> Aim of the exercise
Write out, without any change, the lines in the material below that run from the line with "of the white" through the line with "of the american", both included.

> Source information
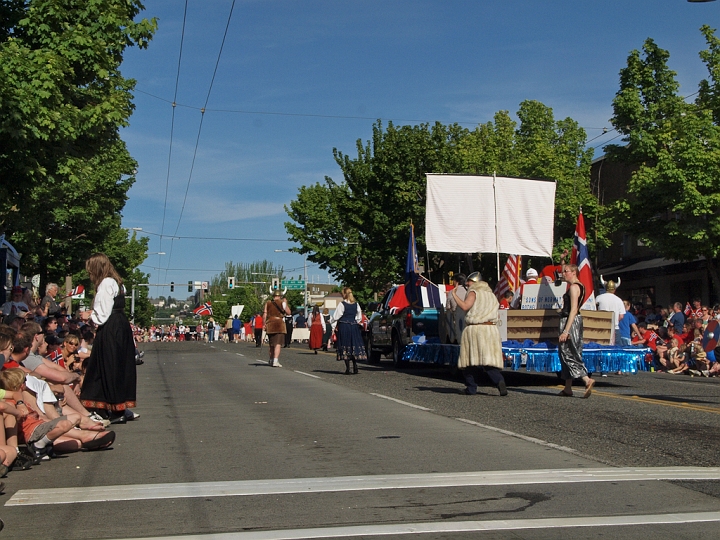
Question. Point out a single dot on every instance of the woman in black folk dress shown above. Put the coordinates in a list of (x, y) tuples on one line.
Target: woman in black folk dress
[(350, 345), (109, 386)]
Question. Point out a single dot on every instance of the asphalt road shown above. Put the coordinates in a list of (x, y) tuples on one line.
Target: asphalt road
[(227, 447)]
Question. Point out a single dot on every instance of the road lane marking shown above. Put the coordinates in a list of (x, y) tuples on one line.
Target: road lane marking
[(654, 401), (401, 402), (456, 527), (31, 497), (529, 439), (307, 374)]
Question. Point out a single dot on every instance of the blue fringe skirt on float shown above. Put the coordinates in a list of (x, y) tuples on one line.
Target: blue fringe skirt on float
[(570, 351)]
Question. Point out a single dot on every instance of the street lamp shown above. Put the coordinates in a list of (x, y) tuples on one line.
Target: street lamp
[(304, 276)]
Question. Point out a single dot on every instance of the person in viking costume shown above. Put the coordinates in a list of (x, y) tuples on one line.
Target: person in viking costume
[(609, 301), (480, 346), (571, 331)]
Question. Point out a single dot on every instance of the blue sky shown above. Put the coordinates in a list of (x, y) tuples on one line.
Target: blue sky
[(299, 78)]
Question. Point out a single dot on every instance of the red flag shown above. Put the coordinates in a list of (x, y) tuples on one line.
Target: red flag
[(510, 278), (205, 309), (581, 258)]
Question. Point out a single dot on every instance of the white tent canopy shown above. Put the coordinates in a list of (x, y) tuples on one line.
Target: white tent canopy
[(485, 214)]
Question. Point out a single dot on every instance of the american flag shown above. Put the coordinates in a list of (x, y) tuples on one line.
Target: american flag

> Problem solution
Question. Point out a single dot on every instance of the white tent canopy shown above. Put the coordinates in a list of (x, y) tuples on one line.
Target: white tent canopy
[(485, 214)]
Question. Point out a single dot on every instance of the american flag shown above. Put the coordinates in a list of (x, y) tuples on one line.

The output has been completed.